── Extrait du document ──
Soixante-dix pour cent de la pornographie téléchargée à partir d'Internet est visionnée ou copiée sur les heures de travail, entre 9h et 17h. Et dans 30% des cas, l'opération est effectuée par une femme.

Soixante-dix pour cent de la pornographie téléchargée à partir d'Internet est visionnée ou copiée sur les heures de travail, entre 9h et 17h. Et dans 30% des cas, l'opération est effectuée par une femme.

«Dans presque toutes les entreprises qu'on visite, on trouve du matériel pornographique dans un ordinateur sur trois. Surtout lorsque les gens travaillent dans des bureaux fermés et que le système d'exploitation ne bloque rien», précise l'enquêteur privé Claude Sarrazin.

Quant aux adeptes féminines, qui existent par centaines, elles ne visitent pas toujours ces sites pour en rire ni par simple curiosité, dit-il: «Certaines conservent du matériel assez hard.»
───
── Entrées extraites ──
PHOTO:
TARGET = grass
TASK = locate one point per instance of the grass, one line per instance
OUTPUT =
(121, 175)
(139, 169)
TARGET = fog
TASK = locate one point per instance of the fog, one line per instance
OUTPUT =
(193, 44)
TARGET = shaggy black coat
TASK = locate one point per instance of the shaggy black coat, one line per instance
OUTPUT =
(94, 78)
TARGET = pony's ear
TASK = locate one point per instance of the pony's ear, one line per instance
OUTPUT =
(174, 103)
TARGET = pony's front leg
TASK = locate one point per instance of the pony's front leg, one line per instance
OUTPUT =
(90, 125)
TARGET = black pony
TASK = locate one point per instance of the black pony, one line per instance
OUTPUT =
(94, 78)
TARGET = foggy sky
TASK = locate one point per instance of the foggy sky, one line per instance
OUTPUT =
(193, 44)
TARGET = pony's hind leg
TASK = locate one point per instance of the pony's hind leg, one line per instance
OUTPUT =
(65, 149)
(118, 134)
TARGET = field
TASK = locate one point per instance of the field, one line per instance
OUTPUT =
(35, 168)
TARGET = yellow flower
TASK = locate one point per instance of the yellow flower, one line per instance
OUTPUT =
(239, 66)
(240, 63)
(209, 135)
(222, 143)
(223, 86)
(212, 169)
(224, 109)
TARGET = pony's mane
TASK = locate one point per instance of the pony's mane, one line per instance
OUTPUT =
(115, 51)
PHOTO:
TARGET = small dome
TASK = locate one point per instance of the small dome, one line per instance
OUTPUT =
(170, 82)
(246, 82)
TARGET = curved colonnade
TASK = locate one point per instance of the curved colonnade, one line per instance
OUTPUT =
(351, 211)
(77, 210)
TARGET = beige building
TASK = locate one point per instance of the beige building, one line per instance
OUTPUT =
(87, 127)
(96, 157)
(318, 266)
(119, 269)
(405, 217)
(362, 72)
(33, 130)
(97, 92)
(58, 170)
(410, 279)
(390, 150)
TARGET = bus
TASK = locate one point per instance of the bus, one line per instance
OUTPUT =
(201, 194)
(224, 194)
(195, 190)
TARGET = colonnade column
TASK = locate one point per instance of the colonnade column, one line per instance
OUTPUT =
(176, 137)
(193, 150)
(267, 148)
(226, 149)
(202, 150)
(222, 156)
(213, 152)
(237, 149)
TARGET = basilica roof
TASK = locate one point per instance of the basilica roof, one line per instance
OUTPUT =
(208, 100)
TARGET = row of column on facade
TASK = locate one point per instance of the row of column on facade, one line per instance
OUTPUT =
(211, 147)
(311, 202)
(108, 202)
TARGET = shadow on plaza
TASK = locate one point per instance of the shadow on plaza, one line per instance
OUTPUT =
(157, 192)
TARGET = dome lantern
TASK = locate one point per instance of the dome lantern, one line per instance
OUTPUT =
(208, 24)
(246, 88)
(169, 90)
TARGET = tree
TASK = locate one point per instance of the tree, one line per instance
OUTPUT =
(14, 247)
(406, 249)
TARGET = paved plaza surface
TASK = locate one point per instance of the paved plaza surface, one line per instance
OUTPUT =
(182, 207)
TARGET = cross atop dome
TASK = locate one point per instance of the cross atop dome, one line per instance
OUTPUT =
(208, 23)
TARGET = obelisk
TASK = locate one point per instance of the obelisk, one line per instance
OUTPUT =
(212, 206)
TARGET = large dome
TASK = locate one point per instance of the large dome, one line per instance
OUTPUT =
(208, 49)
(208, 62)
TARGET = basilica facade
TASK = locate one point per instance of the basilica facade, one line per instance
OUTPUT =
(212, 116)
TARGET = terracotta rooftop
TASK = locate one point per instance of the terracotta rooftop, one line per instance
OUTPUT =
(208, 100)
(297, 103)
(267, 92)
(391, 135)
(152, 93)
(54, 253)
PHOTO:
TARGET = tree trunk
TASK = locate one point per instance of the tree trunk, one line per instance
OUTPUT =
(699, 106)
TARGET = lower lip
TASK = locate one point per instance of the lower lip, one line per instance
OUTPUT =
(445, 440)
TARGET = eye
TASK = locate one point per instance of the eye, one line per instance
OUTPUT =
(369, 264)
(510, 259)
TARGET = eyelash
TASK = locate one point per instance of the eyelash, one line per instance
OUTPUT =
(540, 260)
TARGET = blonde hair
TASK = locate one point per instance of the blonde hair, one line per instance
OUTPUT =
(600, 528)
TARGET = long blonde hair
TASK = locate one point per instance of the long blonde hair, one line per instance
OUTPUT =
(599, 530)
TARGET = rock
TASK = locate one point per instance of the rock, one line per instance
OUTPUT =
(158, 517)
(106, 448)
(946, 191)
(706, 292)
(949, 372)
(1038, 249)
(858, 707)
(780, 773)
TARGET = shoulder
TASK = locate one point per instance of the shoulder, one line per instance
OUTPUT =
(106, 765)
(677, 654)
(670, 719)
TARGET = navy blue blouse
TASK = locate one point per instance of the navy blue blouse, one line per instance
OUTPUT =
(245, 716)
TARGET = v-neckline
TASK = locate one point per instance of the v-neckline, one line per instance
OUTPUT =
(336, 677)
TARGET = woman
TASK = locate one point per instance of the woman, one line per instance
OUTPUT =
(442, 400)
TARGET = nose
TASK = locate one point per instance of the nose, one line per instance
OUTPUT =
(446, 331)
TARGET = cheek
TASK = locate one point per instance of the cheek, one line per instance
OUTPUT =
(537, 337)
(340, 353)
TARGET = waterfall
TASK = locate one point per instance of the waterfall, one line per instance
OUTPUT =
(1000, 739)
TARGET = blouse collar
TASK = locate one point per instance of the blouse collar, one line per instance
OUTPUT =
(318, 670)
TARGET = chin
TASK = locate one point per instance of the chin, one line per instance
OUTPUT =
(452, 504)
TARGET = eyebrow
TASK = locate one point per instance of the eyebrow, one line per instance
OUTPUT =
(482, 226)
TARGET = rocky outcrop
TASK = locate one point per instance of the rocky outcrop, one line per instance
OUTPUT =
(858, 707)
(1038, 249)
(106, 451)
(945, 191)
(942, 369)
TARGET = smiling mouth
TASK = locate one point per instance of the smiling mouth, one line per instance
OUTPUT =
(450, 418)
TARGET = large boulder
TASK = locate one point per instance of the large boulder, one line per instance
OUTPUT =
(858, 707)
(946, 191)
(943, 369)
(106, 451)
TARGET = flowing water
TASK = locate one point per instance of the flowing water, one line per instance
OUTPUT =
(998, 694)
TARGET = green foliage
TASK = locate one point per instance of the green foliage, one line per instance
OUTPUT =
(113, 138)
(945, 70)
───
__Travail demandé__
Résumez l'extrait ci-dessus en deux phrases, s'il vous plaît.

__Corrigé de l'exercice__
Soixante-dix pour cent de la pornographie téléchargée à partir d'Internet est visionnée ou copiée pendant les heures de travail, entre 9h et 17h, et dans 30 % des cas par une femme. L'enquêteur privé Claude Sarrazin affirme trouver du matériel pornographique dans un ordinateur sur trois dans presque toutes les entreprises visitées, et précise que certaines adeptes féminines conservent du matériel assez hard.